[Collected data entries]
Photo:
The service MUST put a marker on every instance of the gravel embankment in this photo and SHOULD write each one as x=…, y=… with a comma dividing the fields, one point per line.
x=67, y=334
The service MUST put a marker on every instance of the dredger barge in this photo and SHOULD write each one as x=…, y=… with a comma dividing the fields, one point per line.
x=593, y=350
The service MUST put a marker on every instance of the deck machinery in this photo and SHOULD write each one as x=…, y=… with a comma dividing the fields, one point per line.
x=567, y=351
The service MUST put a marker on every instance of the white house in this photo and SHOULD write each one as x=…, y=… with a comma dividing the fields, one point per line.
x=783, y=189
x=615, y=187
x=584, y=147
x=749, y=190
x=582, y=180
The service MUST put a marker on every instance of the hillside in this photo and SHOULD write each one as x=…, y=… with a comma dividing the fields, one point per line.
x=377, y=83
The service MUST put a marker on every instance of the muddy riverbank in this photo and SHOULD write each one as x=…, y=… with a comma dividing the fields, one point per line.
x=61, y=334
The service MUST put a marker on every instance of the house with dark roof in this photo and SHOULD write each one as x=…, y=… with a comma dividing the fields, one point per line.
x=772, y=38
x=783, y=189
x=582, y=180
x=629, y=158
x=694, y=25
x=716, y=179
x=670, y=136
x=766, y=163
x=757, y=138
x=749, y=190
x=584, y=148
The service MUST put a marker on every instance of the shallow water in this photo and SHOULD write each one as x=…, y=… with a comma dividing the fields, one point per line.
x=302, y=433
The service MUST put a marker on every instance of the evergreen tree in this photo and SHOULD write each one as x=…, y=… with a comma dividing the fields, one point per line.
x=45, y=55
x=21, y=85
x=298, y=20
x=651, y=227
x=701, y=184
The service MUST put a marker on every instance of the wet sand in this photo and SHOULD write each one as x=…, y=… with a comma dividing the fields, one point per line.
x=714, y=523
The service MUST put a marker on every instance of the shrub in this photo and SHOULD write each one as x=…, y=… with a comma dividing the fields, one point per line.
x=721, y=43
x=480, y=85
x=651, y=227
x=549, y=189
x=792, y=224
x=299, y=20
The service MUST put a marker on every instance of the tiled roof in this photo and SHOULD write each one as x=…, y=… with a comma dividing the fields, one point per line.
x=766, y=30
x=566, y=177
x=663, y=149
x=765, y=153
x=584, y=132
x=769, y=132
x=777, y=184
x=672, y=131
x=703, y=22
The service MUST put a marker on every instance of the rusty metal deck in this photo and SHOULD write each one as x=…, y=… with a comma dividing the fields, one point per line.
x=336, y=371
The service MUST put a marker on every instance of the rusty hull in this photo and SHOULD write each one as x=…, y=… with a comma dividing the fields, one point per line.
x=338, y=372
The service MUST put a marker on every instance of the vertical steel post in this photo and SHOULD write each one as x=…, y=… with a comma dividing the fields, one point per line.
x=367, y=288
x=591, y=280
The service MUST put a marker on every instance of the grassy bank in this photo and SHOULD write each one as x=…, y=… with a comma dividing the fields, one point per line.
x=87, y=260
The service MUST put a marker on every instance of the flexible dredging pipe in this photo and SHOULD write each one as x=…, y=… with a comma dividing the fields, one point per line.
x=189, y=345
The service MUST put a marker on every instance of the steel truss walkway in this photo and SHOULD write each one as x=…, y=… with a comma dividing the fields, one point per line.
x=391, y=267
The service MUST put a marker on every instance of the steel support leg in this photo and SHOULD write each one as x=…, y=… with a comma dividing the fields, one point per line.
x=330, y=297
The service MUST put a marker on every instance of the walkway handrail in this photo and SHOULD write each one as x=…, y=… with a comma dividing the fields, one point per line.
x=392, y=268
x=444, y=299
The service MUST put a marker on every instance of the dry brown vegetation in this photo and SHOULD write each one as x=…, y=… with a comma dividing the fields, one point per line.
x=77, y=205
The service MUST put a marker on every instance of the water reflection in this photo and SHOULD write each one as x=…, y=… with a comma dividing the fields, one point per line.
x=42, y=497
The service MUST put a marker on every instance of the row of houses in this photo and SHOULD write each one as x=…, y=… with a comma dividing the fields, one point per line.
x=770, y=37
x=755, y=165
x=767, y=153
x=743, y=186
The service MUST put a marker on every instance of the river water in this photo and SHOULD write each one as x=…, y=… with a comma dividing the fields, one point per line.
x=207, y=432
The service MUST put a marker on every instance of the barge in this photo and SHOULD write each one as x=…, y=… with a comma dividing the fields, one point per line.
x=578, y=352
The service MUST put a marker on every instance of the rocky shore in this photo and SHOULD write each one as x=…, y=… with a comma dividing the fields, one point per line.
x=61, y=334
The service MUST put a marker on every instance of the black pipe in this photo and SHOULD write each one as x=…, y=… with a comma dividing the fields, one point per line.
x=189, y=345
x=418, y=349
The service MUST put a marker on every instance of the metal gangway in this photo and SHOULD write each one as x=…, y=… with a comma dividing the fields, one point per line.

=== Problem statement ===
Reproduce all of the lines above word for word.

=== Exercise result ===
Photo:
The service MUST put a marker on every instance of the gravel embankment in this photo and SHOULD write each one as x=…, y=… with a comma dividing the fields, one point per line.
x=67, y=334
The service MUST put a marker on every instance of the dredger barge in this photo and SHOULD write each one as x=…, y=… with a comma dividing the fields, one point per line.
x=593, y=350
The service MUST put a marker on every instance of the deck machinery in this photo and SHOULD write each one as x=…, y=… with a comma dividing the fields, one point per line.
x=567, y=351
The service MUST put a marker on every instance of the white house in this photo and SHOULD write each one as x=…, y=… with a comma dividing the fields, one point per line.
x=783, y=189
x=615, y=187
x=584, y=147
x=749, y=190
x=582, y=180
The service MUST put a marker on every instance of the hillside in this photo and SHOULD write each one as x=…, y=… with a comma dividing the fields, one point per line.
x=377, y=83
The service MUST put a marker on every instance of the muddy riverbank in this photo and SHOULD write each one as x=…, y=… with a comma dividing the fields, one point per line.
x=61, y=334
The service MUST put a marker on every instance of the house with dark roof in this photo and SHOULD write each one as x=…, y=… with a comma dividing the fields, one point per line.
x=772, y=38
x=783, y=189
x=582, y=180
x=629, y=158
x=694, y=25
x=716, y=179
x=670, y=136
x=766, y=163
x=757, y=138
x=749, y=190
x=584, y=148
The service MUST put a marker on every instance of the shallow water in this photo and SHOULD write each one as x=…, y=… with a comma dividing the fields, one point per line.
x=302, y=433
The service MUST put a marker on every instance of the evergreen tree in this photo and SHOULD write each one as x=…, y=… with a comma dividing the fields, one point per line.
x=45, y=55
x=21, y=85
x=298, y=20
x=651, y=227
x=701, y=184
The service MUST put a marker on every instance of the wet sand in this photo and SHOULD write each one as x=…, y=… with a comma dividing the fields, one point per line.
x=714, y=523
The service MUST put a marker on every instance of the shrub in this photo and SHOULD write each one as x=…, y=… with a comma dividing the fields, one point per line.
x=721, y=43
x=480, y=85
x=651, y=227
x=549, y=189
x=792, y=224
x=299, y=20
The service MUST put a marker on every instance of the tiled roof in this photo and SHOULD write each one as x=…, y=… with a comma dividing the fields, one point per line.
x=766, y=30
x=566, y=177
x=663, y=149
x=765, y=153
x=584, y=132
x=769, y=132
x=777, y=184
x=672, y=131
x=703, y=22
The service MUST put a marker on every instance of the rusty metal deck in this photo and SHOULD write each one as x=…, y=… with a comma dividing the fields, one point per line.
x=336, y=371
The service MUST put a marker on every instance of the rusty hull in this photo and SHOULD write each one as x=…, y=… with a comma dividing the fields, one point per line.
x=338, y=372
The service MUST put a marker on every instance of the vertical steel post in this photo and SHOULD write each one as x=…, y=… with a comma dividing the fields, one point per line.
x=367, y=288
x=591, y=280
The service MUST put a marker on every instance of the grassy bank in this photo and SHOULD write each one as x=…, y=… with a comma dividing the fields, one point per line.
x=87, y=260
The service MUST put a marker on every instance of the flexible dredging pipe in this photo and SHOULD write each one as x=…, y=… with a comma dividing the fields, one point per line.
x=189, y=345
The service MUST put a marker on every instance of the steel truss walkway in this photo and SHOULD write each one as x=…, y=… with a comma dividing the fields, one point per line.
x=391, y=267
The service MUST put a marker on every instance of the steel support leg in this photo and SHOULD write each one as x=…, y=… with a comma dividing the fields, one point per line.
x=330, y=297
The service MUST put a marker on every instance of the walkway handrail in this photo and SHOULD write each one as x=…, y=… with a comma dividing the fields, one point per line.
x=392, y=268
x=444, y=299
The service MUST put a marker on every instance of the dry brown vegetation in this photo and SHOULD write each one as x=…, y=… with a comma dividing the fields, one point per line.
x=77, y=205
The service MUST put a marker on every instance of the water reflection in this photo and SHOULD write each one as x=…, y=… with a comma dividing the fields, one point per line.
x=42, y=497
The service MUST put a marker on every instance of the row of houses in this photo and SHOULD write each one as x=…, y=… with a comma dividing the fields, one point per line.
x=770, y=37
x=755, y=165
x=767, y=153
x=743, y=186
The service MUST put a marker on every instance of the river water in this photo and SHOULD write each one as x=…, y=… with a comma dividing the fields, one point per line.
x=207, y=432
The service MUST put a marker on every instance of the barge in this photo and SHOULD write each one as x=…, y=… with a comma dividing the fields, one point per line.
x=578, y=352
The service MUST put a marker on every instance of the rocky shore in this photo and SHOULD write each one as x=…, y=… with a comma dividing the fields, one point per line.
x=61, y=334
The service MUST put a marker on every instance of the black pipe in this photo and SHOULD write each one as x=…, y=… with a comma dividing the fields, one point per line.
x=189, y=345
x=418, y=349
The service MUST put a marker on every instance of the metal gangway in this photo and SHOULD write each one as x=…, y=… with a comma dividing the fields, one point per line.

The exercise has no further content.